--- REQUIRED WORK ---
Reproduce the following article on Apple dropping the YouTube app from the iOS 6 beta word for word, in full.

--- EXCERPTED PASSAGE ---
■ ■ ■
Apple on Monday afternoon released the 4th beta of iOS 6 to developers and in the process appears to have nixed the inclusion of the once-standard YouTube app in what appears to be an escalation of tensions between the company and rival Google.

Per AppleInsider, upon installing the release, sources familiar with the software confirm that the Apple-developed YouTube app is no longer part of the distribution — potentially a sign of increased tensions between the two companies which are facing off against each other in both the mobile and connected television segments.

Google owns YouTube.

Update: in a statement issued yesterday, Apple offered the following:

“Our license to include the YouTube app in iOS has ended, customers can use YouTube in the Safari browser and Google is working on a new YouTube app to be on the App Store.”

At the release of the original iPhone in 2007, Apple partnered with Google to develop a native, bundled YouTube app for the iPhone that would allow users to access Google’s vast library of user-created videos.

Without work on Google’s side to make those videos available using the open H.264 codec, its YouTube videos would not have worked with the iPhone because Google’s player and distribution formats were tied to Adobe Flash, a software platform that wasn’t functional on smartphones and wouldn’t be made available by Adobe in a partially-usable form until 2010, and then only on brand new hardware powerful enough to run it.

Because of the proprietary nature of Flash, Apple would have been severely constrained in any of its efforts to create an in-house compatibility layer to support it. It would also have required significant resources and introduced new limitations on Apple’s iOS.
■ ■ ■
--- MATERIAL SHOWN ---
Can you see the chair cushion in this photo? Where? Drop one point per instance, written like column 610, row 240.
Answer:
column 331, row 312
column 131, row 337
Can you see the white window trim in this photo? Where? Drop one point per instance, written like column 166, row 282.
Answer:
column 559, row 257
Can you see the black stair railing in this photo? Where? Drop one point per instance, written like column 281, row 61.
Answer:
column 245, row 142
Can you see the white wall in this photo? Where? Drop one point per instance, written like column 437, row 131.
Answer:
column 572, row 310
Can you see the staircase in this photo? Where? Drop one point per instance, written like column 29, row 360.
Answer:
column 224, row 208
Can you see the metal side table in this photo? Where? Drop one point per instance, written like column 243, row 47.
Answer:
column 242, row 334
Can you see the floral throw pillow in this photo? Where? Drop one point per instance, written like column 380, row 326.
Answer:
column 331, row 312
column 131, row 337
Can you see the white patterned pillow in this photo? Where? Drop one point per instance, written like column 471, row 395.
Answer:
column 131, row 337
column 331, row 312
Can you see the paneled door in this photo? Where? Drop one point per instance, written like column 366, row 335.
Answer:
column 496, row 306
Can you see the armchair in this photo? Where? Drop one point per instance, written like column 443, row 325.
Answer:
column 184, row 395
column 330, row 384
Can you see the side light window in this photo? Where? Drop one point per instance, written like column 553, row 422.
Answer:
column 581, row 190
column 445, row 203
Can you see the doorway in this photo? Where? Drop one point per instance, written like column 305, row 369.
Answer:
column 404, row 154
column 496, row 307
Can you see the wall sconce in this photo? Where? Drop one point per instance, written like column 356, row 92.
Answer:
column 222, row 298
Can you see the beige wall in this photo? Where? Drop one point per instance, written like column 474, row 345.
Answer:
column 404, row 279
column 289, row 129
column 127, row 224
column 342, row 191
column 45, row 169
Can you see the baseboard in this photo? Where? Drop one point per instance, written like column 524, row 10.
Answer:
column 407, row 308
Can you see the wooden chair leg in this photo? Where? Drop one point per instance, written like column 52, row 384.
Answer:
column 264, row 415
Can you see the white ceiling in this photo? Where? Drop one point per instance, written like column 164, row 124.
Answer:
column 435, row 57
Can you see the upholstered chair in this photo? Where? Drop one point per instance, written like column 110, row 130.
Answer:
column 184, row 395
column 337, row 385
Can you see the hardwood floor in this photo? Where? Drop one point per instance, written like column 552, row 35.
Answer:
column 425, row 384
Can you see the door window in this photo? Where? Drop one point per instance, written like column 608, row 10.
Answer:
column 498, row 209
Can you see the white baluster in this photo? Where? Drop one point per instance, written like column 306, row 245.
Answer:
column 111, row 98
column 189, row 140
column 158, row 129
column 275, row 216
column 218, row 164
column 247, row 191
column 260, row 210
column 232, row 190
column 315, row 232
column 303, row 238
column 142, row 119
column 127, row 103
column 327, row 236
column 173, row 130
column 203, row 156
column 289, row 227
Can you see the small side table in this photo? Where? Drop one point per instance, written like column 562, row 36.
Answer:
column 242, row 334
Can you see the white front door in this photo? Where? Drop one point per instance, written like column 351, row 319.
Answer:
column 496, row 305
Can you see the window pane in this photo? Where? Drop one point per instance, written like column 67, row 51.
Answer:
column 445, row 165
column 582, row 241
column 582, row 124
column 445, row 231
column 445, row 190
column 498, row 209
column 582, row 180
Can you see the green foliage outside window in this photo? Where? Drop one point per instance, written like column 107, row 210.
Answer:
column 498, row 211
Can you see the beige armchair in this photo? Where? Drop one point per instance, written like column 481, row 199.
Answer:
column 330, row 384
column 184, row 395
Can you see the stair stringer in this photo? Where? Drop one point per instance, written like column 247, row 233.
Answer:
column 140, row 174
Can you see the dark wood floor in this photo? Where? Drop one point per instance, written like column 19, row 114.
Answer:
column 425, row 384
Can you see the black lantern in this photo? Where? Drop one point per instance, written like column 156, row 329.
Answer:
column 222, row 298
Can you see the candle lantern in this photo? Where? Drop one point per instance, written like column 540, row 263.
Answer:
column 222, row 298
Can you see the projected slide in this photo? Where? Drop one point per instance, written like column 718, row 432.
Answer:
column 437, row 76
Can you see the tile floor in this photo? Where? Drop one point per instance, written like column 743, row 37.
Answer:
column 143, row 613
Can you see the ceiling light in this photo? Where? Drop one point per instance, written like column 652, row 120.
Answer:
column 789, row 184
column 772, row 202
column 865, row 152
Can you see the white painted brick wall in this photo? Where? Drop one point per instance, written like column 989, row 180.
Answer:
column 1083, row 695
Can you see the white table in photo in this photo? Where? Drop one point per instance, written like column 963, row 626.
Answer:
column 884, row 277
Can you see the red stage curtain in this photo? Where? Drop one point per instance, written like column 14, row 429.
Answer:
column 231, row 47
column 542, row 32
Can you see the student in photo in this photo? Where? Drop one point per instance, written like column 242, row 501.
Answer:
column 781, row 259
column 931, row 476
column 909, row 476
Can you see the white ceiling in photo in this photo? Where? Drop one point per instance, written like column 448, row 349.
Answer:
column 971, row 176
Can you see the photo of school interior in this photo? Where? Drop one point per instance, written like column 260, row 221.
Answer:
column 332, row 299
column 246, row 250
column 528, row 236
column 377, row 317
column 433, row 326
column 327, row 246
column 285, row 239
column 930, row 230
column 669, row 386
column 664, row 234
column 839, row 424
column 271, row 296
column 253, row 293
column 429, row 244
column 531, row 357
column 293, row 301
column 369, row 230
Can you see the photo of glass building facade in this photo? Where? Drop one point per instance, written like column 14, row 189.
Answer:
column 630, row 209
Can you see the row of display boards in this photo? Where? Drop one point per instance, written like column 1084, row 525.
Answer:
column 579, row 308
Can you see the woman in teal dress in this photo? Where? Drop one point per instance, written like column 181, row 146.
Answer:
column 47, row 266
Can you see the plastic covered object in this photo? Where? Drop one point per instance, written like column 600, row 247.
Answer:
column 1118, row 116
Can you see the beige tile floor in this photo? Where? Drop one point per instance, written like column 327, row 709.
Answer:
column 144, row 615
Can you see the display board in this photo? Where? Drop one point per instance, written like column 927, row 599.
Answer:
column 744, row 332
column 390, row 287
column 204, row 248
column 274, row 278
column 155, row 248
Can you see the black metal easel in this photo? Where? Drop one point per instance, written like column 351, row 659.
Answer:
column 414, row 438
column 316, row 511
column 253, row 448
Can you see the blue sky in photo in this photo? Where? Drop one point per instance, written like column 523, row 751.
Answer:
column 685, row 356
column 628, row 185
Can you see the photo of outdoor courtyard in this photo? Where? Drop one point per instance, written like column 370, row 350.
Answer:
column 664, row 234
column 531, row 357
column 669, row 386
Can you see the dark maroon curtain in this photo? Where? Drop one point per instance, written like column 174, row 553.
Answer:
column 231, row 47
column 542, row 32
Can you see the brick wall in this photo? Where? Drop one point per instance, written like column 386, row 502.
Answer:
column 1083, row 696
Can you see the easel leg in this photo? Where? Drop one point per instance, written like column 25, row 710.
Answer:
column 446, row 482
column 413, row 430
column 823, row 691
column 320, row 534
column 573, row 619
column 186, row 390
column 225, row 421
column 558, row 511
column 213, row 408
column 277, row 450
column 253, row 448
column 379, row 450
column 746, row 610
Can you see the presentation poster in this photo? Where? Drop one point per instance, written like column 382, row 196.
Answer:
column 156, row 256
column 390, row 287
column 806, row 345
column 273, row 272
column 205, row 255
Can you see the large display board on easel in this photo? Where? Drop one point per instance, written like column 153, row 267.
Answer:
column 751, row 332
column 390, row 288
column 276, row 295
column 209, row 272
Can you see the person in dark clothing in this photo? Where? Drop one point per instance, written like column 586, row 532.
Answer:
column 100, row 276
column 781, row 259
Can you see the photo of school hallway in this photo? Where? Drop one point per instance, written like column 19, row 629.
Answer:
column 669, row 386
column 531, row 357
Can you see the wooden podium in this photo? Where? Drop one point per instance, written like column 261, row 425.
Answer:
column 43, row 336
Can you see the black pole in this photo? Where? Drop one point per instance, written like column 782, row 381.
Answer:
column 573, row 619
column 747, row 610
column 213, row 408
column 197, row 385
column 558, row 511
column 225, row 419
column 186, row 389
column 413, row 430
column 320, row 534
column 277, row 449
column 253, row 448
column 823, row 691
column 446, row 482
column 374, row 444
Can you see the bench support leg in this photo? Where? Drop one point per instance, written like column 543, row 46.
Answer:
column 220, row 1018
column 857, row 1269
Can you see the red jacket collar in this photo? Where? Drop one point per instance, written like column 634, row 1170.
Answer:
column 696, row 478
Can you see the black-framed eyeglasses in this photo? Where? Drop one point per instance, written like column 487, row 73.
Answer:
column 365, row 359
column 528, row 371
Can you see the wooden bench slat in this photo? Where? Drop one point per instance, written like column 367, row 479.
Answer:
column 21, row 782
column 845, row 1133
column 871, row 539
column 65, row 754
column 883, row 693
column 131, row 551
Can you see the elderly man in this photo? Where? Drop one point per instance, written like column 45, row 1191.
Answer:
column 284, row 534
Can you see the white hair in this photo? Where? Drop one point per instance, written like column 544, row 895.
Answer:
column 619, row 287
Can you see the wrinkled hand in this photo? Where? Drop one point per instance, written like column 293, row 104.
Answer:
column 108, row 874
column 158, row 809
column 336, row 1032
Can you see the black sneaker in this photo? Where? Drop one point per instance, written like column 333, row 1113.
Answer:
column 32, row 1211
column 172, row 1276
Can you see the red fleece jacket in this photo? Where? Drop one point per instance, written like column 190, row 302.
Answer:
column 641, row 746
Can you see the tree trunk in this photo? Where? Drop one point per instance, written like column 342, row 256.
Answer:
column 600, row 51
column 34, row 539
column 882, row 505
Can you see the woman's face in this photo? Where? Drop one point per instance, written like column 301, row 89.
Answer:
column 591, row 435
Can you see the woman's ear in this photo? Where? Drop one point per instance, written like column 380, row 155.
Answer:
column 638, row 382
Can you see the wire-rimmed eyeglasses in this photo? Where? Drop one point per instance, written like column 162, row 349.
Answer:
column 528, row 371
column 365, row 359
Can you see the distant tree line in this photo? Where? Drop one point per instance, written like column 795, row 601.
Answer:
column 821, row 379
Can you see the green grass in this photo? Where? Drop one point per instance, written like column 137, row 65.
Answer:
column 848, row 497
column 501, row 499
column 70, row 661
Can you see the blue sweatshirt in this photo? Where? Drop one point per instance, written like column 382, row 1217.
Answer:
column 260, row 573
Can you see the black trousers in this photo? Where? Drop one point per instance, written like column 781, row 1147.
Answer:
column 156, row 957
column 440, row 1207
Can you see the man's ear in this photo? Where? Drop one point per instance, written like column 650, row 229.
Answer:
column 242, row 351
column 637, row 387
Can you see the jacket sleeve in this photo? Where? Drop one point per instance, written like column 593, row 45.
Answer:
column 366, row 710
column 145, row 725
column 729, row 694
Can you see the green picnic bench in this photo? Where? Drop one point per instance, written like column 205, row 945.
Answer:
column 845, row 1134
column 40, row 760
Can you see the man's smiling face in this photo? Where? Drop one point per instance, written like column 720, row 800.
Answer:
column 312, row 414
■ ■ ■
--- EXERCISE SOLUTION ---
Apple on Monday afternoon released the 4th beta of iOS 6 to developers and in the process appears to have nixed the inclusion of the once-standard YouTube app in what appears to be an escalation of tensions between the company and rival Google.

Per AppleInsider, upon installing the release, sources familiar with the software confirm that the Apple-developed YouTube app is no longer part of the distribution — potentially a sign of increased tensions between the two companies which are facing off against each other in both the mobile and connected television segments.

Google owns YouTube.

Update: in a statement issued yesterday, Apple offered the following:

“Our license to include the YouTube app in iOS has ended, customers can use YouTube in the Safari browser and Google is working on a new YouTube app to be on the App Store.”

At the release of the original iPhone in 2007, Apple partnered with Google to develop a native, bundled YouTube app for the iPhone that would allow users to access Google’s vast library of user-created videos.

Without work on Google’s side to make those videos available using the open H.264 codec, its YouTube videos would not have worked with the iPhone because Google’s player and distribution formats were tied to Adobe Flash, a software platform that wasn’t functional on smartphones and wouldn’t be made available by Adobe in a partially-usable form until 2010, and then only on brand new hardware powerful enough to run it.

Because of the proprietary nature of Flash, Apple would have been severely constrained in any of its efforts to create an in-house compatibility layer to support it. It would also have required significant resources and introduced new limitations on Apple’s iOS.